_Task to carry out_
Retype every one of the entries below word for word, keeping each line unchanged.

_Extracted data_
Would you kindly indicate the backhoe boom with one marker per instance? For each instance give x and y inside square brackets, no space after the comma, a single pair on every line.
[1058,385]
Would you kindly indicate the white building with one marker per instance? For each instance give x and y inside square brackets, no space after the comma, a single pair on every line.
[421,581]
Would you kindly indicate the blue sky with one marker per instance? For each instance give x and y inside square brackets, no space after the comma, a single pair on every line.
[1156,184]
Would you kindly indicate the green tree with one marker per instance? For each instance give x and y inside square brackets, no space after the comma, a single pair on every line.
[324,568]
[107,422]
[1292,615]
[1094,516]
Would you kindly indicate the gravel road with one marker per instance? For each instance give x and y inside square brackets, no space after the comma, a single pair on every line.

_Answer in full_
Would you kindly indicate the backhoe boom with one marker per instance? For each instance give x and y inside square brackets, no space after the comma, a single pair on every line.
[1058,385]
Would you kindly indicate the white building with one marker per instance? For each instance give x and y inside square brackets, no space after the comma, a single pair on every line.
[421,581]
Would you kindly indicate the blue sky with one marker per instance? For each instance give x and y inside square brackets, no space after the comma, a single pair on every line.
[1156,184]
Would you kindly indicate the green tree with one marker per instance? For each instance give x and y inside square brackets, no space after the comma, a single pair on every line.
[324,568]
[107,422]
[1292,615]
[1094,516]
Would you kindly indicate the gravel road with one marker per instance? For each instance give x and y inside square brackets, no space after the comma, a single pair on every line.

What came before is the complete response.